::: Given passage :::
But instead of telling you all this now, I'd love to introduce Jeremy Howard, who will show you how Mojo works in practice. Thanks Chris. You know, I realised it's been 30 years since I first trained a neural network. And to be honest, I haven't been that satisfied with any of the languages that I've been able to use throughout that time.
In fact, I complained to Chris about this when I first met him years ago. And Chris has been telling me ever since, don't worry Jeremy, one day we are going to fix this. The thing that I really want to fix is to see a language where I can write performant, flexible, hardcore code, but it should also be concise, readable, understandable code.
And I think that actually Chris and his team here have done it with this new language called Mojo. Mojo is actually a super set of Python, so I can use my Python code. Here, check this out, I'll show you what I mean. So here is a notebook, right? But this notebook is no normal notebook, this is a Mojo notebook.
And by way of demonstration, because this is the most fundamental foundational algorithm in deep learning, we're going to look at matrix multiplication. Now of course Mojo's got its own, we don't need to write our own, but we're just showing you we can actually write our own Hive performance matrix multiplication.
I start by comparing to Python, that's very easy to do because we can just type percent Python in a Mojo notebook, and then it actually is going to run it on the CPython interpreter. So here's our basic matrix multiplication, go across the rows and the columns, multiply together, add it up, let's write a little matrix and a little benchmark and try it out, and oh dear, 0.005 gigaflops.
That's not great. How do we speed it up? Well actually, believe it or not, we just take that code. We copy and paste it into a new cell without the percent Python, and because Mojo is a superset of Python, this runs too, but this times it runs in Mojo, not in Python.
And immediately we get an eight and a half times speed up. Now there's a lot of performance left on the table here, and to go faster, we're going to want a nice, fast, compact matrix type. Of course, we can use the one that Mojo provides for us, but just to show you that we can, here we've implemented it from scratch.
::: Record set :::
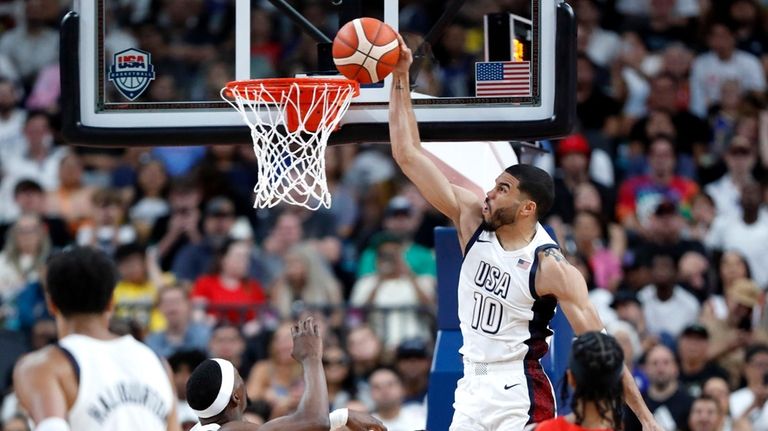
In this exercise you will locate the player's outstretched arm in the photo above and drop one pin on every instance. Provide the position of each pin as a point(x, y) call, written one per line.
point(559, 278)
point(39, 379)
point(449, 199)
point(312, 413)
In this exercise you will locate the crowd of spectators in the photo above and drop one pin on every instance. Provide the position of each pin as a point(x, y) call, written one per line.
point(660, 202)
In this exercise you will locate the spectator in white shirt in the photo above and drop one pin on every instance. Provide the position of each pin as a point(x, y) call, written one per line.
point(11, 122)
point(740, 159)
point(31, 46)
point(750, 402)
point(668, 308)
point(746, 233)
point(38, 159)
point(387, 393)
point(721, 63)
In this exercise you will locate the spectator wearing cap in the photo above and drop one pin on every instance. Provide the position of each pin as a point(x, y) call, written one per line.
point(695, 368)
point(730, 336)
point(740, 159)
point(668, 308)
point(746, 233)
point(394, 286)
point(399, 221)
point(639, 196)
point(412, 361)
point(750, 402)
point(574, 157)
point(721, 63)
point(181, 332)
point(29, 197)
point(195, 259)
point(108, 228)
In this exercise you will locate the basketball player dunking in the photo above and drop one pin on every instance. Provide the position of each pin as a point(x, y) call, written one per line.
point(92, 380)
point(216, 393)
point(511, 279)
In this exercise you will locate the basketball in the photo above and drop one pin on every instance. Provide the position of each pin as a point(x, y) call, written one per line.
point(366, 50)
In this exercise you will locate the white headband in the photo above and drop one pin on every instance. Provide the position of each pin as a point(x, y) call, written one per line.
point(225, 391)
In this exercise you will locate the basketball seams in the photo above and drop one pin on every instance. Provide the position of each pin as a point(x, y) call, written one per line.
point(376, 59)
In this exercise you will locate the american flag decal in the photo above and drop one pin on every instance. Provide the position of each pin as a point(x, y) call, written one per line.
point(503, 79)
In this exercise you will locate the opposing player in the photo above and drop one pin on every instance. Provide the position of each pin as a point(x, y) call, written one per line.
point(594, 373)
point(92, 380)
point(216, 392)
point(512, 277)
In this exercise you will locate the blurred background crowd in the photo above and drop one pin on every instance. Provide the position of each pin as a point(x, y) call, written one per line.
point(661, 197)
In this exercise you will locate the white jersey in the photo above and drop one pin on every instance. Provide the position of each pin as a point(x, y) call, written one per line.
point(501, 316)
point(210, 427)
point(122, 385)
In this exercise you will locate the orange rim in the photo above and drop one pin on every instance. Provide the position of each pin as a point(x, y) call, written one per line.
point(274, 86)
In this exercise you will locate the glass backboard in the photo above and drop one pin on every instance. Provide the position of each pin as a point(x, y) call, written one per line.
point(143, 72)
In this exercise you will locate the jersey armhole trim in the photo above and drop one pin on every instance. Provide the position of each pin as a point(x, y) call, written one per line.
point(535, 267)
point(72, 360)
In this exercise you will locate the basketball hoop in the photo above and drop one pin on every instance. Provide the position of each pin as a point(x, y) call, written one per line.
point(291, 120)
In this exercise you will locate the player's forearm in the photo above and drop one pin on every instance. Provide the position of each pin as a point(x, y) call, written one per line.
point(634, 399)
point(403, 128)
point(314, 401)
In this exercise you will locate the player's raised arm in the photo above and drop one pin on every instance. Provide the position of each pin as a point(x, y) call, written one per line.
point(39, 379)
point(451, 200)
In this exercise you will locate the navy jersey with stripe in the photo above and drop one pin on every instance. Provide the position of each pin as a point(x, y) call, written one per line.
point(501, 316)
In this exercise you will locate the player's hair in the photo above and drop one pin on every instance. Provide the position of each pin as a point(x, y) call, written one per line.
point(192, 358)
point(27, 185)
point(80, 280)
point(537, 184)
point(597, 363)
point(203, 385)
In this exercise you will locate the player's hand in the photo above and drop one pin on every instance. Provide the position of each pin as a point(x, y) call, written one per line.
point(307, 343)
point(359, 421)
point(406, 57)
point(652, 425)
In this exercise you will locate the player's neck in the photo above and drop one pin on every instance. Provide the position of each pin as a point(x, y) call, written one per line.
point(591, 418)
point(516, 235)
point(91, 325)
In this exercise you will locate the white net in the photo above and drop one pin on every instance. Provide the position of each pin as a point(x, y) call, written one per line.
point(290, 126)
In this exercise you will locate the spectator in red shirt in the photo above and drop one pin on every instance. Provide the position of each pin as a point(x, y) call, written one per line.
point(639, 196)
point(228, 285)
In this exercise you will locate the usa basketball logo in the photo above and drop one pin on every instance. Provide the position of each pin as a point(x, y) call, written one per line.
point(131, 72)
:::
→ Written task A
Retype the Mojo talk in full, word for word.
→ Written task B
Please convert the lines of the records, everything from the line containing "In this exercise you will locate the basketball player" down to the line containing "point(503, 79)", into a JSON list of strings, one string per line, leaving out any blank lines. Include nothing outside that span.

→ Answer A
But instead of telling you all this now, I'd love to introduce Jeremy Howard, who will show you how Mojo works in practice. Thanks Chris. You know, I realised it's been 30 years since I first trained a neural network. And to be honest, I haven't been that satisfied with any of the languages that I've been able to use throughout that time.
In fact, I complained to Chris about this when I first met him years ago. And Chris has been telling me ever since, don't worry Jeremy, one day we are going to fix this. The thing that I really want to fix is to see a language where I can write performant, flexible, hardcore code, but it should also be concise, readable, understandable code.
And I think that actually Chris and his team here have done it with this new language called Mojo. Mojo is actually a super set of Python, so I can use my Python code. Here, check this out, I'll show you what I mean. So here is a notebook, right? But this notebook is no normal notebook, this is a Mojo notebook.
And by way of demonstration, because this is the most fundamental foundational algorithm in deep learning, we're going to look at matrix multiplication. Now of course Mojo's got its own, we don't need to write our own, but we're just showing you we can actually write our own Hive performance matrix multiplication.
I start by comparing to Python, that's very easy to do because we can just type percent Python in a Mojo notebook, and then it actually is going to run it on the CPython interpreter. So here's our basic matrix multiplication, go across the rows and the columns, multiply together, add it up, let's write a little matrix and a little benchmark and try it out, and oh dear, 0.005 gigaflops.
That's not great. How do we speed it up? Well actually, believe it or not, we just take that code. We copy and paste it into a new cell without the percent Python, and because Mojo is a superset of Python, this runs too, but this times it runs in Mojo, not in Python.
And immediately we get an eight and a half times speed up. Now there's a lot of performance left on the table here, and to go faster, we're going to want a nice, fast, compact matrix type. Of course, we can use the one that Mojo provides for us, but just to show you that we can, here we've implemented it from scratch.

→ Answer B
[
  "In this exercise you will locate the basketball player dunking in the photo above and drop one pin on every instance. Provide the position of each pin as a point(x, y) call, written one per line.",
  "point(92, 380)",
  "point(216, 393)",
  "point(511, 279)",
  "In this exercise you will locate the basketball in the photo above and drop one pin on every instance. Provide the position of each pin as a point(x, y) call, written one per line.",
  "point(366, 50)",
  "In this exercise you will locate the white headband in the photo above and drop one pin on every instance. Provide the position of each pin as a point(x, y) call, written one per line.",
  "point(225, 391)",
  "In this exercise you will locate the basketball seams in the photo above and drop one pin on every instance. Provide the position of each pin as a point(x, y) call, written one per line.",
  "point(376, 59)",
  "In this exercise you will locate the american flag decal in the photo above and drop one pin on every instance. Provide the position of each pin as a point(x, y) call, written one per line.",
  "point(503, 79)"
]